Segment Start: Given records

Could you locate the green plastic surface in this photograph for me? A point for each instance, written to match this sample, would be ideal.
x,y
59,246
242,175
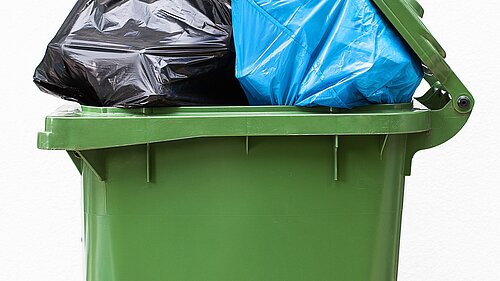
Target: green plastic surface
x,y
256,193
213,212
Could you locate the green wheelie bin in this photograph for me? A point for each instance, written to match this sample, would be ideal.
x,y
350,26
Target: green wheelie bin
x,y
255,193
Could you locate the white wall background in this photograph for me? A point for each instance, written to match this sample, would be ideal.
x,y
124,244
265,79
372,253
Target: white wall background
x,y
451,222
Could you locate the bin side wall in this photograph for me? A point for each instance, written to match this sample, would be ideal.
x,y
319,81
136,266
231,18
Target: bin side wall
x,y
214,212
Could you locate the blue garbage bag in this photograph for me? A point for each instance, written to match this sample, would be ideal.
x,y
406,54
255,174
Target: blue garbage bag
x,y
336,53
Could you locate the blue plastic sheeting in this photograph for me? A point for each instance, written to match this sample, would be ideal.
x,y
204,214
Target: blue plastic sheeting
x,y
336,53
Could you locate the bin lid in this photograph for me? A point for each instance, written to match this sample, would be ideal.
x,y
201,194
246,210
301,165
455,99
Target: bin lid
x,y
448,101
85,128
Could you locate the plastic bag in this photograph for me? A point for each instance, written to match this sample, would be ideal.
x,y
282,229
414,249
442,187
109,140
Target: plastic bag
x,y
336,53
131,53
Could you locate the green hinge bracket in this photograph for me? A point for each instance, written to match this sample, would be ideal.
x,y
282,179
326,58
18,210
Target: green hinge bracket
x,y
448,99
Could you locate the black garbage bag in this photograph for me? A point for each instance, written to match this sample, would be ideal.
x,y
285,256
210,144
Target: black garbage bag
x,y
136,53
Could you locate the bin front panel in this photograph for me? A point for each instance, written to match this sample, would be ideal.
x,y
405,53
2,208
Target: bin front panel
x,y
266,208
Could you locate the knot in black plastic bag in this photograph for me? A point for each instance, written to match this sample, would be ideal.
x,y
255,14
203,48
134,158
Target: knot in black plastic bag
x,y
135,53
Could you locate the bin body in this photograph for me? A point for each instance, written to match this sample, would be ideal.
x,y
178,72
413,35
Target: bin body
x,y
214,212
256,193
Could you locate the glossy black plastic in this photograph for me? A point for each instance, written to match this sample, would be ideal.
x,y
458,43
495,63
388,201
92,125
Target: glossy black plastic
x,y
140,53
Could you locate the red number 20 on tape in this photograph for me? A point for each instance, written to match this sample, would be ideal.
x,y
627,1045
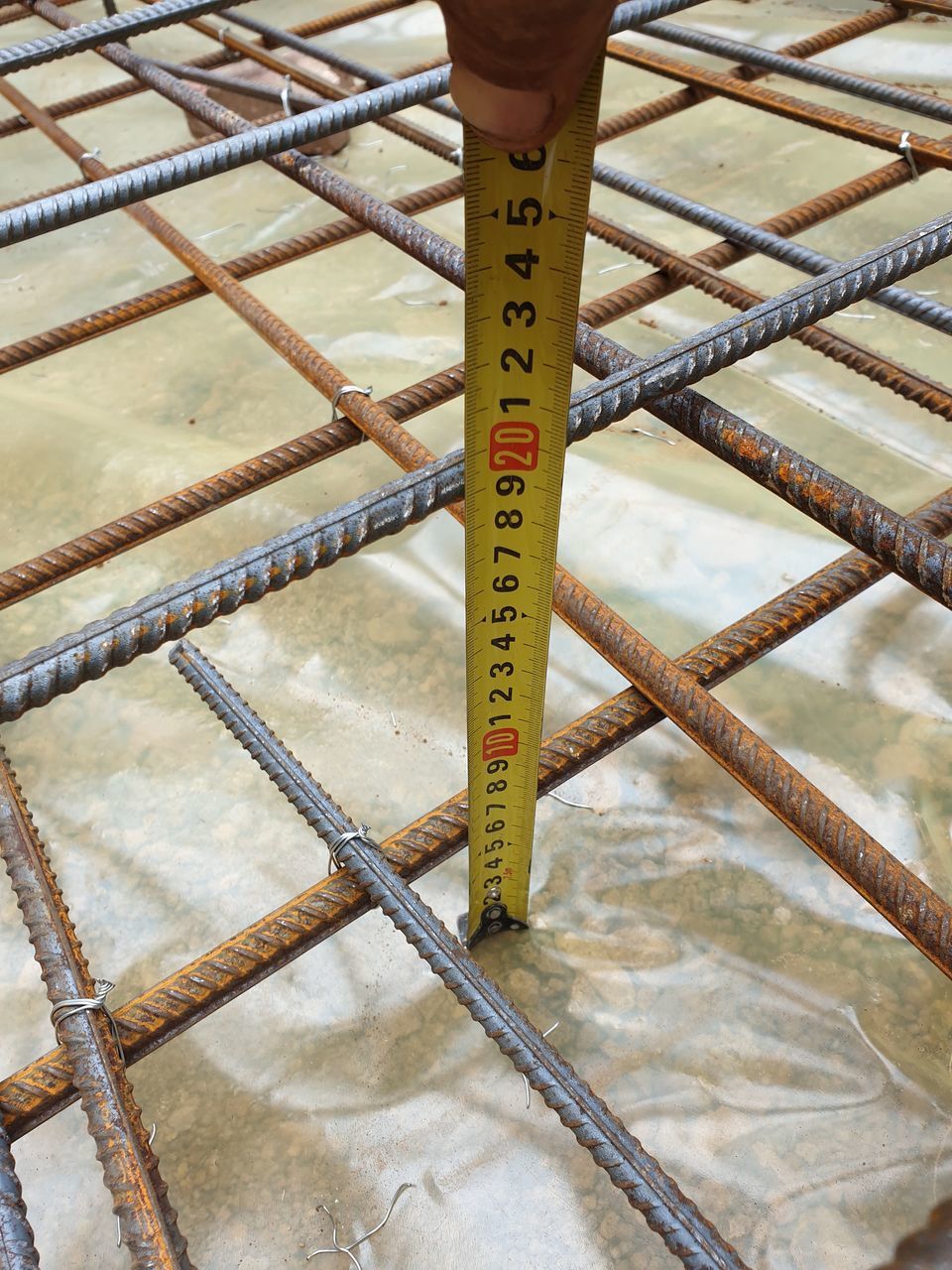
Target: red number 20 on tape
x,y
513,447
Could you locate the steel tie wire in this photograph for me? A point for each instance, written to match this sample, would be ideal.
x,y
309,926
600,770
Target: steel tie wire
x,y
895,376
31,1096
916,561
927,150
921,568
633,1170
749,55
921,309
90,35
148,1220
257,143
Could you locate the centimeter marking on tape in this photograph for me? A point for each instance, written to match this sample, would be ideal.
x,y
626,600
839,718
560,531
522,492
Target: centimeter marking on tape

Segment End: Given records

Scan the records above for the string "marking", then report every line that contains it.

Could you locate the centimeter marking on tape in this photograph for me? A point for each instance, written to match this sample, would be ideal.
Target: centimeter marking on tape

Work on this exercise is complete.